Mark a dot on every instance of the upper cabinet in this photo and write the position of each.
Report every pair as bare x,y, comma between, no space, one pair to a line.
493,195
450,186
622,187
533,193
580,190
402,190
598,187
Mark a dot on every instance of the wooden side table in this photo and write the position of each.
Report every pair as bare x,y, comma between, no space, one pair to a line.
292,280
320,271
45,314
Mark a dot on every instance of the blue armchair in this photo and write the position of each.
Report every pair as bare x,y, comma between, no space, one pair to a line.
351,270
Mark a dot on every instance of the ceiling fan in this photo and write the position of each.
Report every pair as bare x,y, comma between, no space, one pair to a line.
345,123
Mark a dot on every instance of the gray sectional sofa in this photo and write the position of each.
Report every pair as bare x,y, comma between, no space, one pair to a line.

*-*-*

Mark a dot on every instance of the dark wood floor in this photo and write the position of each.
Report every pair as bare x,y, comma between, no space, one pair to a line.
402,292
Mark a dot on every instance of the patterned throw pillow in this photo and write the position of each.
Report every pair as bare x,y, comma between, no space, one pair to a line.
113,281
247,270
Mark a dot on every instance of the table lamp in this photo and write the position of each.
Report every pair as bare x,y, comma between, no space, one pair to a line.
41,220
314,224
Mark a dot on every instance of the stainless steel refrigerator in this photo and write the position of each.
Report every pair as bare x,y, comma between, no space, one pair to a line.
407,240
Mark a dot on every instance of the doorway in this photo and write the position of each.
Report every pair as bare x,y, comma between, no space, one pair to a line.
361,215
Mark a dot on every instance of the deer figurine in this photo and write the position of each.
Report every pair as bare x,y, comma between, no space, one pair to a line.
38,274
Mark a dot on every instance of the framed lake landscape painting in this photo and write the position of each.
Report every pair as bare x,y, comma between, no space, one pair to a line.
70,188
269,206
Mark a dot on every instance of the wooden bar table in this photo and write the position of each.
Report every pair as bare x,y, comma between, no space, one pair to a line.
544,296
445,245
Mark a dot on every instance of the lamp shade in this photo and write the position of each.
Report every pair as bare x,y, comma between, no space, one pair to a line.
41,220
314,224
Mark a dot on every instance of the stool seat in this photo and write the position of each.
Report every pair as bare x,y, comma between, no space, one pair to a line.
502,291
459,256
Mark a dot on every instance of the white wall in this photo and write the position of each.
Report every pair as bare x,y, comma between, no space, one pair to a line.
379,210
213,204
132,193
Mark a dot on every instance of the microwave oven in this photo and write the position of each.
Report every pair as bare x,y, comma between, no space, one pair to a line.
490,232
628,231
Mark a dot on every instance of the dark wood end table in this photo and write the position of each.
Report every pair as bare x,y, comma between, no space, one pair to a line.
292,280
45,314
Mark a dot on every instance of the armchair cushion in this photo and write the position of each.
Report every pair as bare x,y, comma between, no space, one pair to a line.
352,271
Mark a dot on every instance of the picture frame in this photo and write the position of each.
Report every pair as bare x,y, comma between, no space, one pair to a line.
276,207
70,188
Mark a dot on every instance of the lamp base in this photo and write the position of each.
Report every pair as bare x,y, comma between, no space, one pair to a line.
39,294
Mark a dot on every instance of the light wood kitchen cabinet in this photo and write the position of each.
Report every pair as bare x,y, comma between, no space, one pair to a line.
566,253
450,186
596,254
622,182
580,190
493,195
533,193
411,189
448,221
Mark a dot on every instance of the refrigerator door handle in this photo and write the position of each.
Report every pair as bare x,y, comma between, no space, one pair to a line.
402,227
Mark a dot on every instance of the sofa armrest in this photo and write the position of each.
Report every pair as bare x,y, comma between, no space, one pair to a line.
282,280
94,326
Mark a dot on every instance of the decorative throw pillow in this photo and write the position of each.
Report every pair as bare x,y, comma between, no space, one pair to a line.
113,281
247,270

*-*-*

**TASK STATEMENT:** Gather every line in the rows above that contains the word "sofa", and copy each one word for word.

**RESPONSE FOR THIS EXERCISE:**
Mark a dot on every instance of the gray sectional sofa in this photo and write the position of each.
Mark a dot on every instance of the sofa armrest in this photo and write the position of each.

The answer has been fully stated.